▸ Given text
+++

NSTAR 02-B had a successful flight on Saturday, March 30th from the Central Plains Severe Weather Symposium in Lincoln.  The NWS office in Valley NE contributed two balloons to help support our flight.

Most of the launch crew arrived between 7:30 and 8am in order to get parking spaces near the launch site in front of the conference center. I gave a presentation on NSTAR from 9 to 9:45, then we started the equipment setup outside.

About 10:35am we started to fill the balloon. This all went normally, and I noticed that the Kaymont "severe-weather" balloon was more round than teardrop-shaped after inflation. As we put the lanyards through the ring, I noticed that the heat shrink that I had around the knots on one of them had come off and the string was rather frayed. No matter, I thought, I'll fix it later if I get a chance.

The previous presentation ended at 10:45 and the crowd came out to watch the launch. Probably had a couple of hundred on hand. We winch the balloon out into position, check in with Lincoln Tower, do our countdown from five, then Wayne KE6DZD upends the crescent wrench holding the lanyards and away it goes.

For about fifteen feet. The lanyard snags on the ring - looks like a rat's nest up there. Nuts. Doug KA0O suggests cutting the lanyard away, but I give it a good tug to see if I can clear it (as if Doug's pulling wasn't good enough).

Suddenly the payload comes screaming earthward - the chute billows open and it all lands in front of the gasping crowd. My reaction, hopefully unvoiced, was "what the...?" The balloon is still caught on the lanyards, but I figure it will slowly unravel itself and go free all by itself shortly.

+++

▸ Data entries
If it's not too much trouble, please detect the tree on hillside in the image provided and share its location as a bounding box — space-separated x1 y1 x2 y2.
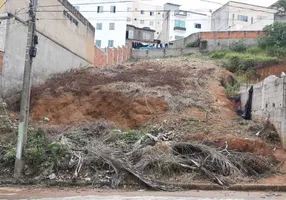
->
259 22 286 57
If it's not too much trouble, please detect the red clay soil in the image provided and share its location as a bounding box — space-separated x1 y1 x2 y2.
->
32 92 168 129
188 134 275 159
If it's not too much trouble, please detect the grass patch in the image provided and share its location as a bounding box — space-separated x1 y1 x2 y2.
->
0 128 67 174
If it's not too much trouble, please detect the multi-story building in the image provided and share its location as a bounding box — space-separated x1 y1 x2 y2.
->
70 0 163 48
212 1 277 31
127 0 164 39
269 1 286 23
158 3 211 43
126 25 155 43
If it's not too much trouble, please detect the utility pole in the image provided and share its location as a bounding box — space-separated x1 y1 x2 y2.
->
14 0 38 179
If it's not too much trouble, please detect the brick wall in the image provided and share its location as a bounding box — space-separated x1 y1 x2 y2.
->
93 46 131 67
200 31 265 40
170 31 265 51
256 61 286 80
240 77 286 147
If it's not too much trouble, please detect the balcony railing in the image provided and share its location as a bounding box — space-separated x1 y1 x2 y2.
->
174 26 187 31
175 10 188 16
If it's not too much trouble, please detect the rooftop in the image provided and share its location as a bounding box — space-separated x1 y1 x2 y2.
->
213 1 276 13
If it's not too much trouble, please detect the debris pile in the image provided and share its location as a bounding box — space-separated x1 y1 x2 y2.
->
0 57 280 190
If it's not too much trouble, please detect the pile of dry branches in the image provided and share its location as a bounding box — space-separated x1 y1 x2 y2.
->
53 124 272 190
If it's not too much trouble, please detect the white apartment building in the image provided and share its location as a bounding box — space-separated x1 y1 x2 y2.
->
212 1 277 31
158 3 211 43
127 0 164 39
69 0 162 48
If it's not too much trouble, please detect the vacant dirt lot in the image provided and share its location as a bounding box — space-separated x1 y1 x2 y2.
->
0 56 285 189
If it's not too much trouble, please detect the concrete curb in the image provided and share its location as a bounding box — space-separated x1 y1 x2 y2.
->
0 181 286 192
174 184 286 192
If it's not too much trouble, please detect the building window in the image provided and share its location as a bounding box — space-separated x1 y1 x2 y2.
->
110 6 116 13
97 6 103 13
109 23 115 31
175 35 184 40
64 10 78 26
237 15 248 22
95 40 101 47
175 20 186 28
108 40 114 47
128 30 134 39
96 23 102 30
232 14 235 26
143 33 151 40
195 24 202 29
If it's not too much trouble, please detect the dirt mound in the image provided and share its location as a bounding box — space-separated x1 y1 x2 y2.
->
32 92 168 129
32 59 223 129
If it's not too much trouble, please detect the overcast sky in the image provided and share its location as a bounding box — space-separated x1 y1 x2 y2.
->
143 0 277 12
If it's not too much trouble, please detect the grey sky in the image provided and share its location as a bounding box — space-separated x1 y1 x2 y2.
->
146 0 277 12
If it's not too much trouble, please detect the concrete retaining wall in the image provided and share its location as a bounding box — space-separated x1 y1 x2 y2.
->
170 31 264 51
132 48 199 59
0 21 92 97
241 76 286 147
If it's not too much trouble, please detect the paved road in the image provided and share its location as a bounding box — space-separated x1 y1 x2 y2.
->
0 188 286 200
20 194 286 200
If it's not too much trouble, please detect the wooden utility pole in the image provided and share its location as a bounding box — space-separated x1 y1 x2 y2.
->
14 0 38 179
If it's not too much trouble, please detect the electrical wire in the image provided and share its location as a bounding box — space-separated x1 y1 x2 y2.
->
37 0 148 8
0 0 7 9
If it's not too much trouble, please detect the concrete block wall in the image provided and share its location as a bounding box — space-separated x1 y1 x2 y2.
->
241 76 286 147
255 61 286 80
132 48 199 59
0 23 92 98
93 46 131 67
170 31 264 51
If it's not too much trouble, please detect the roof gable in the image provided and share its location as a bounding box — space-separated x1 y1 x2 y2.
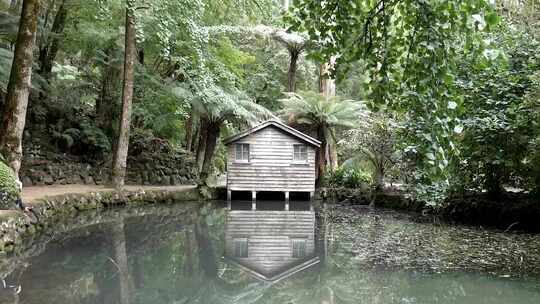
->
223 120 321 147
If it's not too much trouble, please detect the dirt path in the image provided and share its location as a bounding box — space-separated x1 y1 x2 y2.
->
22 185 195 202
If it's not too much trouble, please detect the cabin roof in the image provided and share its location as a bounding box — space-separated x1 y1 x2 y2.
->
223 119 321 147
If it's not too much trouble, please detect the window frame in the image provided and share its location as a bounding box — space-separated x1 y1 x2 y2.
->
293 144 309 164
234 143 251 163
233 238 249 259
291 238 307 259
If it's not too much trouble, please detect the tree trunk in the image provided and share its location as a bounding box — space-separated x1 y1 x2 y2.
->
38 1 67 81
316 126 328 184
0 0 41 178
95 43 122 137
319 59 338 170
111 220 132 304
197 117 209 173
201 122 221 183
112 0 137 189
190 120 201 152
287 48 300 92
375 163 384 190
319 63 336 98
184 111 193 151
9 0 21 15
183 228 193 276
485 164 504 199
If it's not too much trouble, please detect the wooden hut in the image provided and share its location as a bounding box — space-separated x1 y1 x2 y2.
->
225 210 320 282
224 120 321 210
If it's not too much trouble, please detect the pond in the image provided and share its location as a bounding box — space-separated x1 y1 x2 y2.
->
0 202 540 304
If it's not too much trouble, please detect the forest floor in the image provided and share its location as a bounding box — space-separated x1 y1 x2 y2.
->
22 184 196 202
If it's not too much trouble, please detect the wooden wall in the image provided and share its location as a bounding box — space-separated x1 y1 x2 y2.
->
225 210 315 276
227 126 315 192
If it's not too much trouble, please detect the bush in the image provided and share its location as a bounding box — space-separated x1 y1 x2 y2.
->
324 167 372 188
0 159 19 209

+++

▸ Instruction 1
Answer these questions from the balloon flight account:
(a) From what event did NSTAR 02-B fly?
(b) At about what time did the crew start to fill the balloon?
(c) Who upended the crescent wrench holding the lanyards?
▸ Instruction 2
Copy out the rows between the line holding "If it's not too much trouble, please detect the debris" and the line holding "146 0 277 12", inclusive.
The balloon flight account and the rows are unrelated material.

▸ Correct result 1
(a) The Central Plains Severe Weather Symposium in Lincoln.
(b) About 10:35am.
(c) Wayne KE6DZD.

▸ Correct result 2
If it's not too much trouble, please detect the debris pile in the image provided and share its location as a bounding box — space-separated x1 y1 x2 y2.
->
0 57 280 190
If it's not too much trouble, please detect the pile of dry branches in the image provided and share its location as a bounding box — space-separated x1 y1 x2 y2.
->
53 124 272 190
If it's not too much trouble, please detect the white apartment building in the image provided and share its location as a bounding box — space-separated x1 y1 x2 y2.
->
212 1 277 31
158 3 211 43
127 0 164 39
69 0 162 48
If it's not too much trouble, please detect the vacant dirt lot in the image provided and share its location as a bounding box — space-separated x1 y1 x2 y2.
->
0 56 285 189
If it's not too much trouble, please detect the concrete curb in the image provided and share its location as a bounding box — space-separated x1 y1 x2 y2.
->
0 181 286 192
174 184 286 192
If it's not too much trouble, please detect the building window in the image provided and share its location as a bounding box — space-separated x1 y1 x2 y2.
->
110 6 116 13
97 6 103 13
109 23 115 31
175 35 184 40
64 10 78 26
237 15 248 22
95 40 101 47
175 20 186 28
108 40 114 47
128 30 134 39
96 23 102 30
232 14 235 26
143 33 151 40
195 24 202 29
If it's not too much trouble, please detect the dirt mound in the image provided and share its location as a bounding box — space-separated x1 y1 x2 y2.
->
32 92 168 129
32 59 223 129
If it's not too much trouble, please detect the overcast sky in the image provided and share its location as a bounding box — space-separated x1 y1 x2 y2.
->
143 0 277 12
If it's not too much trouble, please detect the grey sky in the image provided and share its location as a bounding box — space-separated x1 y1 x2 y2.
->
146 0 277 12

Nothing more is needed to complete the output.